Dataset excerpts
··········

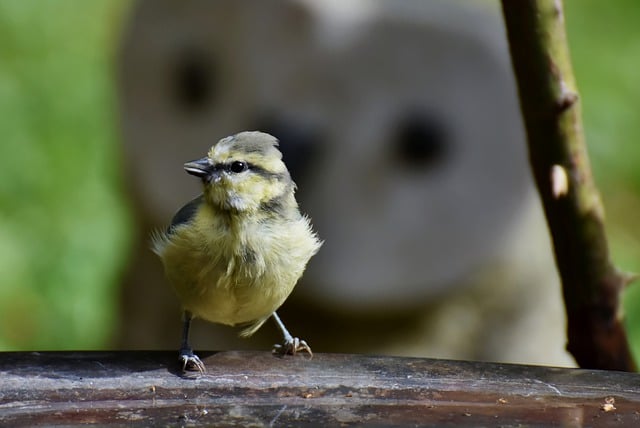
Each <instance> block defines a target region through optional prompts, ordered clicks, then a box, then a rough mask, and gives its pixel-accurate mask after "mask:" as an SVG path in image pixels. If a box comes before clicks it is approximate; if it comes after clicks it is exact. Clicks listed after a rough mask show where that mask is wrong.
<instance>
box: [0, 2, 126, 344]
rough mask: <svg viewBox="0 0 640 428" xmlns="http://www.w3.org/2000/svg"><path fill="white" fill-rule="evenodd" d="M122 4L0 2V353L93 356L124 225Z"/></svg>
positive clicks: (119, 270)
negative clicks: (118, 83)
mask: <svg viewBox="0 0 640 428" xmlns="http://www.w3.org/2000/svg"><path fill="white" fill-rule="evenodd" d="M125 6H126V3H124V2H122V1H113V0H92V1H79V0H55V1H54V0H45V1H30V0H27V1H25V0H2V1H0V135H1V137H0V138H1V140H0V207H1V208H0V350H13V349H15V350H18V349H69V348H85V349H86V348H101V347H105V346H106V344H107V343H108V339H109V335H110V333H111V332H112V330H113V328H114V326H115V320H114V317H115V316H116V314H117V306H116V305H117V298H118V292H117V285H118V279H119V275H120V273H121V271H122V268H123V266H124V261H125V258H126V256H127V248H128V244H129V242H128V240H129V237H128V236H129V233H128V232H129V229H130V221H129V217H128V212H127V207H126V203H125V199H124V197H123V192H122V189H121V188H122V183H121V170H120V169H121V160H120V153H119V151H120V146H119V142H118V136H117V130H116V126H115V125H116V124H115V119H116V114H115V90H114V76H113V74H114V73H113V68H114V67H113V61H112V57H113V54H114V50H115V42H116V41H117V37H118V31H119V29H120V27H121V22H122V17H123V14H124V12H125Z"/></svg>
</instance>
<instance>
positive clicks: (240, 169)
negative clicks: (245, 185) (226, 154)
mask: <svg viewBox="0 0 640 428" xmlns="http://www.w3.org/2000/svg"><path fill="white" fill-rule="evenodd" d="M247 169H249V165H247V163H246V162H242V161H235V162H232V163H231V165H229V171H231V172H235V173H239V172H244V171H246V170H247Z"/></svg>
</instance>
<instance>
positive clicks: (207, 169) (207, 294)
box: [152, 131, 322, 372]
mask: <svg viewBox="0 0 640 428" xmlns="http://www.w3.org/2000/svg"><path fill="white" fill-rule="evenodd" d="M277 147H278V140H277V139H276V138H275V137H273V136H271V135H269V134H265V133H262V132H258V131H253V132H241V133H239V134H236V135H233V136H230V137H226V138H223V139H221V140H220V141H218V142H217V143H216V144H214V145H213V147H211V149H210V150H209V152H208V154H207V156H206V157H204V158H202V159H199V160H195V161H191V162H187V163H186V164H185V165H184V169H185V170H186V172H187V173H189V174H191V175H194V176H196V177H199V178H201V179H202V184H203V188H204V191H203V194H202V195H200V196H198V197H197V198H195V199H194V200H192V201H191V202H189V203H188V204H186V205H185V206H184V207H182V208H181V209H180V210H179V211H178V212H177V213H176V215H175V216H174V217H173V220H172V221H171V225H170V226H169V227H168V229H167V230H166V231H165V232H160V233H156V234H154V235H153V237H152V239H153V251H154V252H155V253H156V254H158V256H160V258H161V260H162V263H163V265H164V269H165V273H166V275H167V277H168V279H169V281H170V282H171V284H172V285H173V287H174V289H175V291H176V293H177V295H178V297H179V299H180V301H181V303H182V307H183V310H184V318H183V331H182V345H181V347H180V361H181V363H182V369H183V370H187V369H196V370H199V371H201V372H204V371H205V367H204V364H203V363H202V361H201V360H200V358H198V356H197V355H195V354H194V352H193V350H192V348H191V346H190V345H189V327H190V325H191V320H192V319H193V318H195V317H198V318H202V319H205V320H207V321H211V322H214V323H220V324H226V325H231V326H233V325H238V324H247V325H248V327H246V328H245V329H244V330H243V331H242V332H241V336H244V337H248V336H250V335H252V334H253V333H255V332H256V331H257V330H258V329H259V328H260V327H261V326H262V324H263V323H264V322H265V321H266V320H267V319H268V318H269V317H273V318H274V320H275V322H276V324H277V325H278V327H279V329H280V330H281V332H282V335H283V336H284V342H283V344H281V345H275V346H274V352H275V351H277V352H280V353H288V354H295V353H296V352H298V351H307V352H308V353H309V354H311V348H310V347H309V345H308V344H307V343H306V342H305V341H304V340H300V339H298V338H297V337H293V336H292V335H291V334H290V333H289V332H288V331H287V329H286V328H285V326H284V324H283V323H282V321H281V320H280V318H279V317H278V314H277V313H276V309H278V308H279V307H280V306H281V305H282V304H283V303H284V301H285V300H286V298H287V297H288V296H289V294H290V293H291V291H292V290H293V287H294V286H295V284H296V282H297V281H298V279H299V278H300V277H301V276H302V273H303V272H304V269H305V267H306V265H307V262H308V261H309V259H310V258H311V257H312V256H313V255H314V254H315V253H316V252H317V251H318V249H319V248H320V246H321V245H322V242H321V241H320V240H319V239H318V237H317V235H316V234H315V232H313V231H312V229H311V224H310V222H309V219H308V218H307V217H306V216H304V215H302V214H300V211H299V209H298V204H297V202H296V199H295V196H294V192H295V188H296V186H295V183H294V182H293V181H292V180H291V176H290V175H289V171H288V170H287V167H286V166H285V164H284V162H283V161H282V154H281V153H280V151H279V150H278V148H277Z"/></svg>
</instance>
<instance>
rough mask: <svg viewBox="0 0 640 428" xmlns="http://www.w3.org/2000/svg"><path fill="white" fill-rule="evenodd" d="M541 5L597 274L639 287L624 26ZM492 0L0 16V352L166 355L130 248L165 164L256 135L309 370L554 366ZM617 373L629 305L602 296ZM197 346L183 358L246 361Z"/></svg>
mask: <svg viewBox="0 0 640 428" xmlns="http://www.w3.org/2000/svg"><path fill="white" fill-rule="evenodd" d="M624 3H625V4H624V6H623V7H618V8H602V7H601V5H600V4H599V3H598V2H596V1H595V0H569V1H565V7H566V10H565V12H566V21H567V26H568V32H569V40H570V43H571V51H572V57H573V62H574V68H575V72H576V75H577V80H578V85H579V89H580V92H581V99H582V100H583V113H584V120H585V127H586V134H587V142H588V145H589V151H590V156H591V161H592V164H593V168H594V173H595V176H596V180H597V183H598V185H599V188H600V190H601V192H602V195H603V200H604V203H605V208H606V211H607V227H608V234H609V237H610V244H611V247H612V252H613V259H614V261H615V263H616V265H617V266H618V267H619V268H622V269H624V270H629V271H635V272H638V271H640V227H638V222H637V213H638V212H639V211H640V168H638V167H637V165H640V147H638V146H637V144H634V141H635V139H636V138H637V137H638V135H639V134H640V123H639V122H638V121H637V120H635V119H636V118H635V114H636V112H637V111H638V110H640V108H639V107H640V106H639V105H638V104H640V84H638V83H637V78H636V69H637V64H636V62H638V61H639V60H638V58H640V34H638V33H637V30H636V29H635V26H636V23H637V22H638V19H639V18H640V5H638V4H636V3H635V2H633V1H632V0H624ZM498 6H499V5H498V2H497V1H489V0H486V1H483V0H477V1H474V2H468V1H444V0H443V1H435V0H431V1H428V2H425V1H421V0H395V1H380V0H359V1H352V2H341V1H337V0H336V1H317V0H268V1H244V2H222V1H220V2H208V1H186V2H185V1H183V2H178V1H172V0H158V1H129V0H127V1H125V0H117V1H114V0H95V1H92V2H83V1H79V0H57V1H45V2H36V1H23V0H3V1H1V2H0V132H1V133H2V141H1V142H0V201H1V207H2V208H1V209H0V215H1V216H2V217H0V321H1V322H0V350H30V349H38V350H44V349H52V350H53V349H55V350H57V349H123V348H126V349H172V348H177V345H178V341H179V329H180V310H179V307H178V304H177V301H176V299H175V298H174V297H173V295H172V291H171V289H170V287H169V285H168V284H167V282H166V280H165V279H164V276H163V273H162V266H161V264H160V262H159V260H157V259H156V258H155V256H154V255H153V254H152V253H151V252H150V251H149V250H148V246H149V238H148V237H149V233H150V231H151V230H153V229H157V228H162V227H164V226H165V225H166V224H167V223H168V222H169V221H170V219H171V216H172V215H173V213H174V212H175V211H176V210H177V209H178V208H179V207H180V206H181V205H182V204H183V203H184V202H186V201H188V200H190V199H191V198H192V197H193V196H195V195H197V193H198V192H199V185H198V182H197V180H193V179H192V177H189V176H188V175H187V174H185V173H184V172H183V170H182V164H183V163H184V162H185V161H187V160H190V159H193V158H197V157H201V156H202V155H203V154H204V153H205V152H206V151H207V149H208V148H209V146H210V145H212V144H213V143H214V142H215V141H217V140H218V139H219V138H221V137H224V136H227V135H230V134H233V133H236V132H239V131H242V130H248V129H260V130H263V131H266V132H270V133H272V134H274V135H275V136H277V137H278V138H279V139H280V141H281V149H282V151H283V153H284V158H285V161H286V162H287V164H288V165H289V167H290V169H291V172H292V175H293V177H294V179H295V180H296V182H297V183H298V198H299V201H300V203H301V206H302V208H303V210H304V211H305V212H307V213H308V214H309V216H310V217H312V220H313V223H314V225H315V227H316V229H317V230H318V232H319V234H320V236H321V237H322V238H323V239H324V240H325V245H324V247H323V248H322V250H321V251H320V253H319V254H318V255H317V256H316V257H315V258H314V259H312V261H311V263H310V265H309V268H308V270H307V273H306V274H305V276H304V278H303V281H302V282H301V283H300V284H299V285H298V287H297V288H296V290H295V291H294V294H293V295H292V297H291V298H290V299H289V300H288V301H287V303H285V305H284V306H283V308H282V310H281V311H279V312H280V314H281V316H282V317H283V319H284V320H285V321H286V322H287V325H288V326H289V328H290V330H292V333H294V334H296V335H299V336H301V337H304V338H306V339H307V340H308V341H309V343H310V344H311V345H312V346H313V349H314V351H316V352H367V353H378V354H397V355H419V356H430V357H445V358H464V359H480V360H495V361H511V362H524V363H539V364H553V365H572V364H574V363H573V361H572V359H571V358H570V356H568V354H566V352H565V351H564V342H565V339H564V329H565V324H564V323H565V319H564V313H563V308H562V302H561V295H560V289H559V286H560V285H559V283H558V279H557V274H556V272H555V267H554V265H553V259H552V256H551V249H550V246H549V245H550V244H549V239H548V236H547V231H546V228H545V224H544V219H543V217H542V213H541V209H540V205H539V202H538V199H537V196H536V194H535V191H534V189H533V185H532V182H531V178H530V174H529V170H528V166H527V163H526V150H525V141H524V136H523V132H522V129H521V122H520V118H519V112H518V105H517V99H516V96H515V89H514V82H513V77H512V76H511V71H510V65H509V60H508V56H507V47H506V42H505V40H504V31H503V26H502V21H501V16H500V13H499V8H498ZM624 297H625V299H624V305H625V310H626V322H627V326H628V331H629V334H630V338H631V340H632V342H633V348H634V351H635V352H636V355H640V354H639V353H640V288H639V287H637V286H635V287H631V288H630V289H629V290H627V291H626V293H625V296H624ZM236 334H237V329H233V328H229V327H221V326H215V325H211V324H207V323H204V322H196V323H195V325H194V331H193V345H194V347H195V348H196V349H227V348H234V349H268V348H269V346H270V344H272V343H274V342H275V341H277V340H278V335H277V331H276V330H275V328H273V326H272V325H270V324H267V325H265V327H263V328H262V329H261V330H260V332H258V333H257V334H256V336H254V337H253V338H251V339H249V340H241V339H238V338H237V337H236Z"/></svg>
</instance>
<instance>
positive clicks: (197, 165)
mask: <svg viewBox="0 0 640 428" xmlns="http://www.w3.org/2000/svg"><path fill="white" fill-rule="evenodd" d="M184 169H185V171H187V173H189V174H191V175H195V176H196V177H200V178H201V179H202V183H203V185H204V195H205V199H206V200H207V202H208V203H209V204H211V205H212V206H214V207H216V208H218V209H222V210H225V211H231V212H252V211H257V210H266V211H279V210H281V209H284V207H285V206H287V205H289V204H290V203H291V201H294V202H293V203H294V204H295V200H294V199H293V191H294V188H295V184H294V183H293V181H292V180H291V177H290V175H289V171H288V170H287V167H286V166H285V164H284V162H283V161H282V154H281V153H280V151H279V150H278V140H277V139H276V138H275V137H273V136H272V135H269V134H265V133H263V132H258V131H250V132H241V133H239V134H236V135H232V136H230V137H226V138H223V139H221V140H220V141H218V142H217V143H216V144H214V145H213V146H212V147H211V149H210V150H209V152H208V153H207V156H205V157H204V158H202V159H198V160H194V161H191V162H187V163H185V164H184Z"/></svg>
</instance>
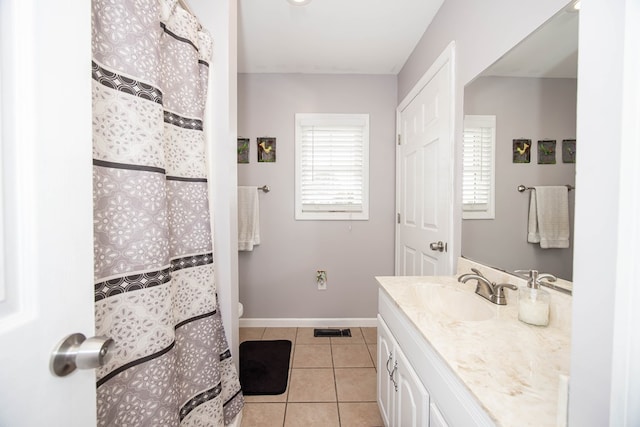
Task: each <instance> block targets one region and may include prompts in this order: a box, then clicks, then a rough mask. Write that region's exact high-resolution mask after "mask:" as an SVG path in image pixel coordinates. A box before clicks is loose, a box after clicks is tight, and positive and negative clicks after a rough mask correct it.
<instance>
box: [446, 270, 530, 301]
mask: <svg viewBox="0 0 640 427" xmlns="http://www.w3.org/2000/svg"><path fill="white" fill-rule="evenodd" d="M471 271H472V272H473V273H466V274H463V275H461V276H460V277H458V282H461V283H466V282H467V280H476V282H477V285H476V294H478V295H480V296H481V297H483V298H485V299H488V300H489V301H491V302H492V303H494V304H498V305H507V297H506V296H505V295H504V288H509V289H512V290H514V291H515V290H517V289H518V287H517V286H516V285H512V284H511V283H500V284H497V285H496V283H495V282H491V281H490V280H489V279H487V278H486V277H484V275H483V274H482V273H481V272H480V270H477V269H475V268H472V269H471Z"/></svg>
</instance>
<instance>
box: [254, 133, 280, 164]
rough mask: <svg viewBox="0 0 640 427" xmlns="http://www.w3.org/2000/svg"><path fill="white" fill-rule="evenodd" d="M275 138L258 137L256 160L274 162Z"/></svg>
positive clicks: (271, 162) (260, 161) (273, 162)
mask: <svg viewBox="0 0 640 427" xmlns="http://www.w3.org/2000/svg"><path fill="white" fill-rule="evenodd" d="M275 161H276V139H275V138H271V137H261V138H258V162H260V163H275Z"/></svg>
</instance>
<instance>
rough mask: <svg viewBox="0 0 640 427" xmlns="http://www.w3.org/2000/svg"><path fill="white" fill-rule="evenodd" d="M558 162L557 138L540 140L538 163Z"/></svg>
mask: <svg viewBox="0 0 640 427" xmlns="http://www.w3.org/2000/svg"><path fill="white" fill-rule="evenodd" d="M555 163H556V140H555V139H543V140H540V141H538V164H539V165H554V164H555Z"/></svg>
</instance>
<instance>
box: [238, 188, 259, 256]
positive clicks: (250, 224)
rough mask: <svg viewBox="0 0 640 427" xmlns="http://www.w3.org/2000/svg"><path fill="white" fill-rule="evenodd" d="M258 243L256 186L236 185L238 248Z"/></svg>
mask: <svg viewBox="0 0 640 427" xmlns="http://www.w3.org/2000/svg"><path fill="white" fill-rule="evenodd" d="M258 244H260V206H259V204H258V188H257V187H238V250H239V251H252V250H253V246H254V245H258Z"/></svg>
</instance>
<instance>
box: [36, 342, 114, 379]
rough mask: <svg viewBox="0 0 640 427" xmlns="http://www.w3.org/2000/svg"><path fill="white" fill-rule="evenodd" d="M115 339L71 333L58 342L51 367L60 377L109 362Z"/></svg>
mask: <svg viewBox="0 0 640 427" xmlns="http://www.w3.org/2000/svg"><path fill="white" fill-rule="evenodd" d="M113 344H114V341H113V339H111V338H108V337H91V338H87V337H85V336H84V335H83V334H78V333H76V334H71V335H69V336H67V337H65V338H64V339H63V340H62V341H60V342H59V343H58V345H57V346H56V348H55V349H54V350H53V352H52V353H51V360H50V364H49V367H50V368H51V372H52V373H53V374H54V375H55V376H58V377H65V376H67V375H69V374H70V373H72V372H73V371H75V370H76V369H94V368H98V367H100V366H102V365H104V364H105V363H107V361H108V359H109V358H110V354H109V350H110V349H111V347H113Z"/></svg>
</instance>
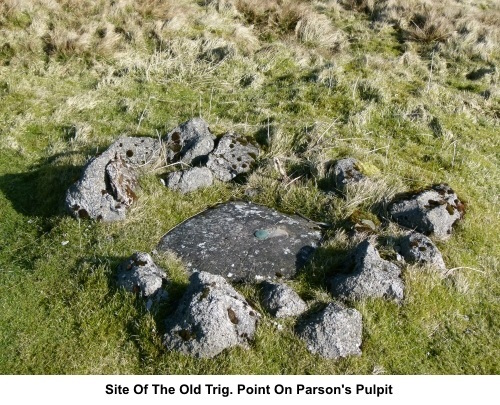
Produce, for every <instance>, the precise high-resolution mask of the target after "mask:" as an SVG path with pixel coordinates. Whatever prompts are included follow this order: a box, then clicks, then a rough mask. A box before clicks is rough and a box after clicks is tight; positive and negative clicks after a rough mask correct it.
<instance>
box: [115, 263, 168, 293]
mask: <svg viewBox="0 0 500 405" xmlns="http://www.w3.org/2000/svg"><path fill="white" fill-rule="evenodd" d="M166 279H167V274H166V273H165V271H164V270H163V269H161V268H160V267H158V266H157V265H156V264H155V262H154V261H153V259H152V257H151V256H150V255H149V254H147V253H134V254H133V255H132V257H131V258H130V259H128V260H126V261H125V262H123V263H122V264H120V266H118V274H117V284H118V287H123V288H125V289H126V290H127V291H130V292H134V293H139V294H140V295H141V296H142V297H144V298H152V297H159V296H163V295H164V294H163V292H162V285H163V282H164V280H166Z"/></svg>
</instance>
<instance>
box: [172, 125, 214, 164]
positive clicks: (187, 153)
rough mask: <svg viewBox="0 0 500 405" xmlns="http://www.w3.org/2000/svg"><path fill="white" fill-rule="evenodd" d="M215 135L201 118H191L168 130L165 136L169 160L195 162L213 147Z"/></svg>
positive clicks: (210, 150) (186, 163)
mask: <svg viewBox="0 0 500 405" xmlns="http://www.w3.org/2000/svg"><path fill="white" fill-rule="evenodd" d="M214 139H215V137H214V136H213V135H212V133H211V132H210V128H209V127H208V124H207V123H206V122H205V121H204V120H203V119H201V118H192V119H190V120H189V121H186V122H184V123H183V124H181V125H179V126H178V127H177V128H175V129H173V130H172V131H170V132H169V133H168V134H167V136H166V138H165V141H166V144H167V148H168V150H167V158H168V161H169V162H178V161H181V162H184V163H186V164H189V165H190V164H197V163H199V162H201V161H203V160H204V159H205V160H206V158H207V155H208V154H209V153H210V152H212V150H213V149H214Z"/></svg>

··········

__Work to complete__:
Retype, exactly and in full, the lines above from the one containing "positive clicks: (240, 169)" through the one containing "positive clicks: (207, 169) (207, 294)".

__Task result__:
positive clicks: (240, 169)
negative clicks: (245, 185) (226, 154)
mask: <svg viewBox="0 0 640 428" xmlns="http://www.w3.org/2000/svg"><path fill="white" fill-rule="evenodd" d="M247 169H249V165H247V163H246V162H242V161H235V162H232V163H231V165H229V171H231V172H235V173H239V172H244V171H246V170H247Z"/></svg>
</instance>
<instance>
positive clicks: (207, 169) (207, 294)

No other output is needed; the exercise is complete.